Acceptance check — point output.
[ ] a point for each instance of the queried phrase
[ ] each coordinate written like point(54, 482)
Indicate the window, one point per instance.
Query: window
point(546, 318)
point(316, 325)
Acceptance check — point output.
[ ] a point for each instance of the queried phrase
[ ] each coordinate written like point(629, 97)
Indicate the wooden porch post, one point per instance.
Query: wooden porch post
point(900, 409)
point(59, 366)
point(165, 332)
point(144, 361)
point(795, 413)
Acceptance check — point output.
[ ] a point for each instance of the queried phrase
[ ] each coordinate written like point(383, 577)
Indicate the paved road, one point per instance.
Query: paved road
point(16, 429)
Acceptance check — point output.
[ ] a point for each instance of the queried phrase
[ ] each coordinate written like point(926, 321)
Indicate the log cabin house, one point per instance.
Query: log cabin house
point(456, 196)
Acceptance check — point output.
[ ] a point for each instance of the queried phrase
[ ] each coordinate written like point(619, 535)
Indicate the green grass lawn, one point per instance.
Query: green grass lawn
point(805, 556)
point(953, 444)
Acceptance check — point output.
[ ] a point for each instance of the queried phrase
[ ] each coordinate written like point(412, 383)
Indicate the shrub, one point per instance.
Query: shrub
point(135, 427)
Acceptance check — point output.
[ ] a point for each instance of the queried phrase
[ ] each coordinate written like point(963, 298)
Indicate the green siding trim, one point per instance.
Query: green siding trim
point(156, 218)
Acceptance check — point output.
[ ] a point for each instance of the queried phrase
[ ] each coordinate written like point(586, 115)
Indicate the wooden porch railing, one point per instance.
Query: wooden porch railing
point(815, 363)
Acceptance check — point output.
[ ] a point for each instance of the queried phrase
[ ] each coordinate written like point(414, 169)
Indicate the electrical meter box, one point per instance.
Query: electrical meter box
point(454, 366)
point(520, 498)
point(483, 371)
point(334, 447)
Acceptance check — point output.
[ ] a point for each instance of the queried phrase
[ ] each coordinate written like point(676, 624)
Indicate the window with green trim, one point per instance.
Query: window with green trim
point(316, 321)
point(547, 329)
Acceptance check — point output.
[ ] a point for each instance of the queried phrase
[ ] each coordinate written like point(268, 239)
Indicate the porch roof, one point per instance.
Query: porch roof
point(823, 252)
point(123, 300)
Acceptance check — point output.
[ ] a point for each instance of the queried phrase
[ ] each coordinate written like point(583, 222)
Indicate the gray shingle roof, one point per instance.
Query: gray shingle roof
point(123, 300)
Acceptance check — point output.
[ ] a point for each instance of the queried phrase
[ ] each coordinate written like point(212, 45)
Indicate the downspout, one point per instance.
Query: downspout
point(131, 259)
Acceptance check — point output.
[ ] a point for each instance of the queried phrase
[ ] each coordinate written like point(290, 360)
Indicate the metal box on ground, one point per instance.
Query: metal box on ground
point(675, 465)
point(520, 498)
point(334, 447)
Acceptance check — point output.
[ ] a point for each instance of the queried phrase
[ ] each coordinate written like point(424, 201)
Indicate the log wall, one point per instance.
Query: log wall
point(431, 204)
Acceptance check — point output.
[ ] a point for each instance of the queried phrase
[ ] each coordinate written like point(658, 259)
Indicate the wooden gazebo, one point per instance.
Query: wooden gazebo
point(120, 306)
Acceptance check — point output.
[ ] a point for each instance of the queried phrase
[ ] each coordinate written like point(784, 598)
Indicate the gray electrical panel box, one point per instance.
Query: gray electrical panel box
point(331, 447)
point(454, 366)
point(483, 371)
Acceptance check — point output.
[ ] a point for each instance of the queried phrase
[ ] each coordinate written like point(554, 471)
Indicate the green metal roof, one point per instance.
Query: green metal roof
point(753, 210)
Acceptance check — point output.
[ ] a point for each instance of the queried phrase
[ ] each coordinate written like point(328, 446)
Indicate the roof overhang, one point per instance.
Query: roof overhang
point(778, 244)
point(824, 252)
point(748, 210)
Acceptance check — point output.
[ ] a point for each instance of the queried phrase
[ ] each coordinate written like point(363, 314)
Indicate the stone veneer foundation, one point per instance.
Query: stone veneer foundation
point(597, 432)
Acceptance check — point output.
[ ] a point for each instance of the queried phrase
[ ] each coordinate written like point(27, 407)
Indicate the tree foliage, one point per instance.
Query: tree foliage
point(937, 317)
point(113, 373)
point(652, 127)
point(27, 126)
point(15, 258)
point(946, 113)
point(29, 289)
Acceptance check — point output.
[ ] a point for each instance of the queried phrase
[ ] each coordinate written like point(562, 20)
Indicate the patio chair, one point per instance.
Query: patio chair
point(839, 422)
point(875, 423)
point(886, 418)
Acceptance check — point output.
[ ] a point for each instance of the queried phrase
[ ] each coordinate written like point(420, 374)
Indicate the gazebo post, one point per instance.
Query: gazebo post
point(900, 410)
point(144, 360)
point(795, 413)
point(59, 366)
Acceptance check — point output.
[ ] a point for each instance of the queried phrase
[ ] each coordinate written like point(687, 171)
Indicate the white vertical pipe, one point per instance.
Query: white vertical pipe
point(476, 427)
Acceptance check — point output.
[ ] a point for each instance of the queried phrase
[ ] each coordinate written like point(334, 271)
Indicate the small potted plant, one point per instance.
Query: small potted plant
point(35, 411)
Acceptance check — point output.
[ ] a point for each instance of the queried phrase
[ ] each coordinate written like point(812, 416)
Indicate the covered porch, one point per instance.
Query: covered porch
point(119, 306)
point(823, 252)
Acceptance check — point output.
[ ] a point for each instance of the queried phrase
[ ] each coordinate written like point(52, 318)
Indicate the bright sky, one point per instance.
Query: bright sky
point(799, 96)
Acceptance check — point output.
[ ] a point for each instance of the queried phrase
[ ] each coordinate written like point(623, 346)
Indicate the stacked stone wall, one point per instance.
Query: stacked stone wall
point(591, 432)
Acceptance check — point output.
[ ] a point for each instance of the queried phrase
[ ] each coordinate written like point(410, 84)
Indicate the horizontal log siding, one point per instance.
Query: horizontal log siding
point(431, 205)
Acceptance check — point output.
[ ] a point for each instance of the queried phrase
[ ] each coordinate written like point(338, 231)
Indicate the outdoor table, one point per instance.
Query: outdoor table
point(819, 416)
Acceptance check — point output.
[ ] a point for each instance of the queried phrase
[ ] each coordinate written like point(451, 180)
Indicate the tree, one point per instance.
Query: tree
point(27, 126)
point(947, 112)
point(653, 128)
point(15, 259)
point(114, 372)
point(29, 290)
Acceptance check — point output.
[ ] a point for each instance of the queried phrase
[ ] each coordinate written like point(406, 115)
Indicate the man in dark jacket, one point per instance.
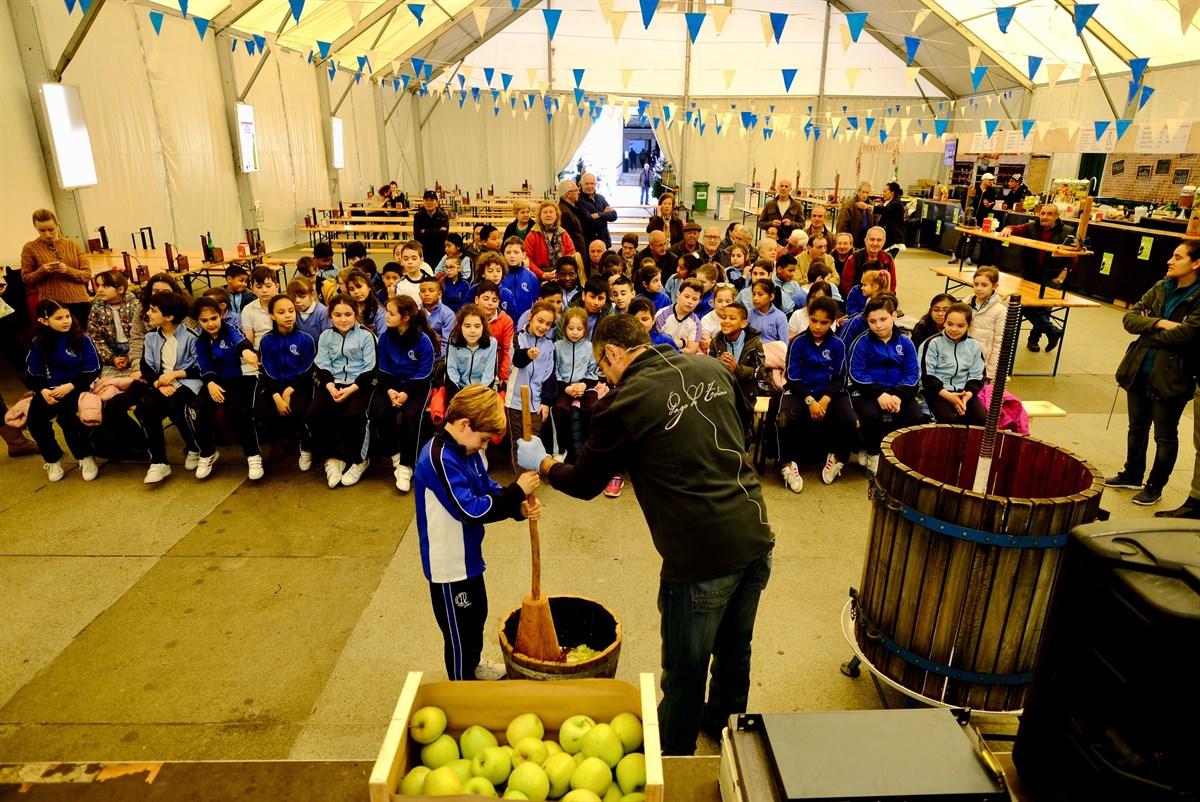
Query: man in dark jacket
point(673, 422)
point(431, 225)
point(595, 214)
☆ ☆ ☆ ☆ ☆
EXERCISE DETAILS :: Reproduce the records verbatim, starting at the first line of the records and ending at the line that contains "point(16, 429)", with both of those lines included.

SOLVED EXERCISE ::
Acceptance check — point output.
[ ] a point for each instance of the queried phrase
[ ] each coordinate written like point(54, 482)
Indicate the window, one point per instance.
Query: window
point(546, 318)
point(316, 325)
Acceptance check — point output.
[ ] a point for each instance of the queried phrase
[ ] each coordinate written like point(629, 97)
Indicate the wooden porch post, one point per instance.
Query: wooden porch post
point(900, 409)
point(59, 366)
point(165, 332)
point(144, 361)
point(795, 413)
Acceptance check — point output.
[ ] a point for each instance of the queried phrase
[ ] each coordinate written like point(383, 577)
Indicate the paved road, one point per instance.
Query: paved road
point(16, 429)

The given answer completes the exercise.